To do:
Copy the entire listing below word for word, keeping every line, number, and punctuation mark unchanged.

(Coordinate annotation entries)
Start
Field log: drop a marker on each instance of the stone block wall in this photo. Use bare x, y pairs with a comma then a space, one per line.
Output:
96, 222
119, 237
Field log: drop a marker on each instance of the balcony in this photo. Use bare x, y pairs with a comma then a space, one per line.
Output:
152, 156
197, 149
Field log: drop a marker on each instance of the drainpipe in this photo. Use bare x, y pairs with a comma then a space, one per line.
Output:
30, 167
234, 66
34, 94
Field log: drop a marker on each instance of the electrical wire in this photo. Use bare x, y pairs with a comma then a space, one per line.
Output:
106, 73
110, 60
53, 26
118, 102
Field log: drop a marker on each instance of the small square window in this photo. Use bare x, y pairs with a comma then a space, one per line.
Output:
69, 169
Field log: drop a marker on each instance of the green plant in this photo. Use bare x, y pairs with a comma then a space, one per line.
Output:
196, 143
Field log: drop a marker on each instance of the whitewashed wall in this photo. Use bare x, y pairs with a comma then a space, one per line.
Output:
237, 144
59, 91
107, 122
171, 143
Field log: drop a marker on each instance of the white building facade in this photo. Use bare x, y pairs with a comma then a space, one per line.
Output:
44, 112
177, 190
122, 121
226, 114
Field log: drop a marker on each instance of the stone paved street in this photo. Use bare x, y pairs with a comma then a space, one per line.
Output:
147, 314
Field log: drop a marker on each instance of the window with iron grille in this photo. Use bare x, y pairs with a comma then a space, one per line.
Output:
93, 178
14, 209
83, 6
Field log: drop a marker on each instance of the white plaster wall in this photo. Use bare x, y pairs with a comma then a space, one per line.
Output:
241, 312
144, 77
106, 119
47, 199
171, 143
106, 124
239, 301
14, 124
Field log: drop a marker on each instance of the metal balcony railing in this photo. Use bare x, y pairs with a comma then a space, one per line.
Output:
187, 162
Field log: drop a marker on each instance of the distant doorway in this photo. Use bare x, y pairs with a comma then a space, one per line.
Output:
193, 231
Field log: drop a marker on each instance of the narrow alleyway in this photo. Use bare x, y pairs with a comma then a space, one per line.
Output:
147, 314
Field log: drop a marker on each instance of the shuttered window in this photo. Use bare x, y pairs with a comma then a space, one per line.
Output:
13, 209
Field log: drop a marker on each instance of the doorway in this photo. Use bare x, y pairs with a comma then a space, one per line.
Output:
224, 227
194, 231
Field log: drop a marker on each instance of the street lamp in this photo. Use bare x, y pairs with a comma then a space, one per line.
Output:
End
Solution:
Field log: drop a marker on each instance of the stone block wall in this photo. Use bare x, y pairs with a comma then a space, one per line.
Output:
96, 222
119, 237
Field log: drop a marker on each instance of the balcony in this photo. Use bare x, y pairs with a comma then a space, one per line.
Output:
152, 156
197, 149
Field log: drop a marker on each instance of the drainpipe in this photo. Use bare x, y pairs with a comma then a space, one per line.
Output:
30, 167
234, 66
34, 94
Field log: drop a marker on each instance of the electrical wire in this photo. Use bare x, y pairs with a comma then a space, one per line.
Output:
106, 73
110, 60
53, 26
118, 102
Field log: drop a marker on each instance of the small square window in this photo. Use bare x, y pairs with a comma then a space, one per line.
Output:
69, 169
Field log: drop a marker on each instance of the green plant in this photo. Use bare x, y pairs with a comma then a space, one per line.
Output:
196, 143
Field log: drop a marker on each instance of the whitewashed wall in this photo. Use bare x, y pairs with a comma then a space, one per line.
Output:
237, 144
59, 91
107, 122
171, 143
Field log: drop a marker on each instance of the white building facade in this photo. Use bare x, y pairs with a comma then a space, one per line.
Output:
44, 112
177, 190
122, 121
226, 114
Field log: drop a marker on each instance of the stone paved street in this photo. Use bare x, y pairs with a comma then a space, one per line.
Output:
147, 314
Field log: drop a marker on each instance of the window with iron grille in this photo. Use bare x, y pairs with a comma then a space, one per line.
Output:
93, 178
14, 209
83, 6
Field log: drop a marker on each instance of the white plaster wall in this photo. Use bare x, y pairs with a comma then a space, one per line.
Output:
241, 312
144, 77
106, 119
47, 199
171, 143
106, 124
239, 301
14, 124
Field log: drop a marker on each instance of the metal balcony railing in this photo. Use bare x, y pairs with a comma then a space, one per line.
Output:
187, 162
Field log: drop a marker on each instance of the distant doorway in this photo. Use bare x, y pairs with a comma then a space, one per line.
Output:
193, 231
Field log: drop a marker on each instance of the narrow alleyway in this photo. Use bare x, y pairs with a comma then a space, one per line.
Output:
147, 314
Field log: drop a marker on each instance of the shuttered window in this photo. Use bare x, y pairs with a comma then a space, one per line.
Output:
13, 209
Field log: drop a marker on each instance of the doorway in this photo. Use bare x, y pairs with a comma then a space, one per line.
Output:
224, 227
194, 231
Field log: drop a marker on each instance of the street lamp in this photo. Use bare x, y pairs with a comma then a space, one per line.
Output:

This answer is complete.